As explicações retributivistas têm sido criticadas também por outras razões. Os seus críticos argumentam que os retributivistas fundem as transgressões legais e morais de modo que parece particularmente inapropriado nas sociedades pluralistas ocidentais. Parecem deixar pouco espaço para valores importantes, como a compaixão, perdão e piedade, quando reagem aos criminosos. Talvez a crítica mais eficaz, contudo, é a de que o retributivismo exige que o culpado seja castigado mesmo quando é claro que nem o criminoso nem a comunidade se beneficiarão diretamente do resultado do castigo.

Opostas ao retributivismo, as justificações de prospectivas exigem que o castigo seja aplicado somente onde conferir benefícios que superem o sofrimento que impõe. Tradicionalmente, esses benefícios têm sido de dois tipos: benefícios relativos ao indivíduo objeto do castigo e benefícios relativos às vítimas e à sociedade. Para muitas pessoas, a idéia de que o castigo possa ser imposto com vista ao bem-estar da pessoa a castigar tem um caráter paradoxal. Apesar disso, está profundamente enraizada historicamente nas discussões sobre o tema, por exemplo, no livro de Job do Velho Testamento e no Protágoras, de Platão. As teorias do castigo deste gênero orientam-se tipicamente pelo bem-estar e focam o castigo como um instrumento de reabilitação, tratamento, correção, reforma ou educação moral.

As teorias que visam a prevenção também têm sido desenvolvidas para justificar o castigo. Um dos benefícios desta via é que parece fornecer uma orientação clara, bem como limites claros na sentenciação de criminosos. Deste ponto de vista, não se deve infligir qualquer castigo que imponha mais dano ou sofrimento ao criminoso do que a que evita ao prevenir que o criminoso repita o crime, ou ao reduzir a probabilidade de outros seguirem os passos do criminoso.

Apesar de tanto as teorias que visam o bem-estar como as que visam a prevenção terem encontrado defensores diversificados e sofisticados e terem exercido considerável influência no desenvolvimento da teoria do castigo e da sentenciação neste século, admite-se em grande parte que ambas estão sujeitas à mesma crítica. Se o objetivo é puramente de aspecto prospectivo, porquê castigar somente quem transgride a lei intencionalmente ou voluntariamente? Porquê esperar pessoas que quem ameaça a sociedade cometa crimes antes de exigir que se submetam a tratamento ou reabilitação? De fato, por que não substituir a linguagem moralista de culpado e inocente, castigo e retribuição pelo vocabulário de tratamento, reabilitação e modificação comportamental, por exemplo? Em suma, não é de todo claro que haja lugar nas teorias puramente prospectivas para a idéia de justiça.

__ENTRADAS FORNECIDAS__.
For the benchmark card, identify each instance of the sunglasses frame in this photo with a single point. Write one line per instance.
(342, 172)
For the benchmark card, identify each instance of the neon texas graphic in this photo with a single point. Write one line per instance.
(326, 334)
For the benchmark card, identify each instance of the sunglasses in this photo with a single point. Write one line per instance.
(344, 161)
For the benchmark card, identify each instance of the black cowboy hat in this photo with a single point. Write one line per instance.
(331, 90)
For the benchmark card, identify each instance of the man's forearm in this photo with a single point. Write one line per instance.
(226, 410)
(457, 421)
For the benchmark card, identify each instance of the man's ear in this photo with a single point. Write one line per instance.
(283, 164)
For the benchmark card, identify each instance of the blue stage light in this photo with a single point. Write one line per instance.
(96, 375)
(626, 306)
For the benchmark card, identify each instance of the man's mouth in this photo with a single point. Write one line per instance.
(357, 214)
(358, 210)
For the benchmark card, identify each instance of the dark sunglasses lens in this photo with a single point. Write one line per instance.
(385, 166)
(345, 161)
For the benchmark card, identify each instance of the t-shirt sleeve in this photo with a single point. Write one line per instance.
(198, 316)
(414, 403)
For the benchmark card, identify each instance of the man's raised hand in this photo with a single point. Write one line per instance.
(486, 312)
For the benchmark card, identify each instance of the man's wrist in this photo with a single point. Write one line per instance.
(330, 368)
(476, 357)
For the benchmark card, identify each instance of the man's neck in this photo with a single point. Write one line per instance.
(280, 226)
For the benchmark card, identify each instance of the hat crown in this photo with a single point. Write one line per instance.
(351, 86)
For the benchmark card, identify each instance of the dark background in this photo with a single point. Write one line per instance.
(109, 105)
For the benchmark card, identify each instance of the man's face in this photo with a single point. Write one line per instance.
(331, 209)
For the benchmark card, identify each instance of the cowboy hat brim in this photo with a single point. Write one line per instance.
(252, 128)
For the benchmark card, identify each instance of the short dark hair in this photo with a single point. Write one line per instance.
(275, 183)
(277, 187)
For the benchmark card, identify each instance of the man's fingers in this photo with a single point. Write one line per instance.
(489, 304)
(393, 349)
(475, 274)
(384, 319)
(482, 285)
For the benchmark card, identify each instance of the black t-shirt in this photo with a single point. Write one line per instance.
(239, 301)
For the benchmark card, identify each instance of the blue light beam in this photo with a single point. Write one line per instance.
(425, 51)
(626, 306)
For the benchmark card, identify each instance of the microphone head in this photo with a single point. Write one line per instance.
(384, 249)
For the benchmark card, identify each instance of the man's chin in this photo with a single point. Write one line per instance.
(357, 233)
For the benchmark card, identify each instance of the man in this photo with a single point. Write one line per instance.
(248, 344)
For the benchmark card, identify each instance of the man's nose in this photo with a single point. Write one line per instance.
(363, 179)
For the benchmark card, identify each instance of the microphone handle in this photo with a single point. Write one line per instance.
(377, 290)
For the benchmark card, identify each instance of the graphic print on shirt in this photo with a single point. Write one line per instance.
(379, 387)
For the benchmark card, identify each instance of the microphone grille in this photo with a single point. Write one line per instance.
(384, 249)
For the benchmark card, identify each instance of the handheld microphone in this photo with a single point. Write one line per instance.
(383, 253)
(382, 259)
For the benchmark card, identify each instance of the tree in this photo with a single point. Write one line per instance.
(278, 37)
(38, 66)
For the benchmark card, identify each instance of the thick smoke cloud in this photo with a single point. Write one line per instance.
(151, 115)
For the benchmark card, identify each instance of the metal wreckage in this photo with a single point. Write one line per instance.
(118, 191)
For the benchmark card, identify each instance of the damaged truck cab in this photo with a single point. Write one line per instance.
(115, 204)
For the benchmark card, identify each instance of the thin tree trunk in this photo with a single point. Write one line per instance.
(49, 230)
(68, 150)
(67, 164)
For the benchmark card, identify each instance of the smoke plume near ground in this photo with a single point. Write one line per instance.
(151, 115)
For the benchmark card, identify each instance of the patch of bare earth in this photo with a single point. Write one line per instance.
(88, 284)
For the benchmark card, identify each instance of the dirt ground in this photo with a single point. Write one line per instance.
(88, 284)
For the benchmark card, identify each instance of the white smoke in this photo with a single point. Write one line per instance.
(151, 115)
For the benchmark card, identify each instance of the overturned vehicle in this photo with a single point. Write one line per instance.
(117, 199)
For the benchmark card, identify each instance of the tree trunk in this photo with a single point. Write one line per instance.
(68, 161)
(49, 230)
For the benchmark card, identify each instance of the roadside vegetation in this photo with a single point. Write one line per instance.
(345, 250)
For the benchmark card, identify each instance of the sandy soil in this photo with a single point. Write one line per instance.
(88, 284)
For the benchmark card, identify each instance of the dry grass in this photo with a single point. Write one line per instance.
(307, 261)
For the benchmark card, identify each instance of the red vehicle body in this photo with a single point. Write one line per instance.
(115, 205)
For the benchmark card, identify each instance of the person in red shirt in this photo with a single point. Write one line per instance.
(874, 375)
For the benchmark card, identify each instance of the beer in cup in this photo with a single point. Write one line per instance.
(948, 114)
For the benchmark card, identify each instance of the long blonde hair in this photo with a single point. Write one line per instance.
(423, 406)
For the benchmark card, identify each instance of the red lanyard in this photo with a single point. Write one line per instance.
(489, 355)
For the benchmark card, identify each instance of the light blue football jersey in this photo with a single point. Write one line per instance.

__TAREFA PROPOSTA__. Extraia do texto sobre as teorias do castigo o trecho que começa em "Opostas ao retributivismo, as" e segue até "ou educação moral.", sem alterar nenhuma palavra.

__RESPOSTA COMPLETA__.
Opostas ao retributivismo, as justificações de prospectivas exigem que o castigo seja aplicado somente onde conferir benefícios que superem o sofrimento que impõe. Tradicionalmente, esses benefícios têm sido de dois tipos: benefícios relativos ao indivíduo objeto do castigo e benefícios relativos às vítimas e à sociedade. Para muitas pessoas, a idéia de que o castigo possa ser imposto com vista ao bem-estar da pessoa a castigar tem um caráter paradoxal. Apesar disso, está profundamente enraizada historicamente nas discussões sobre o tema, por exemplo, no livro de Job do Velho Testamento e no Protágoras, de Platão. As teorias do castigo deste gênero orientam-se tipicamente pelo bem-estar e focam o castigo como um instrumento de reabilitação, tratamento, correção, reforma ou educação moral.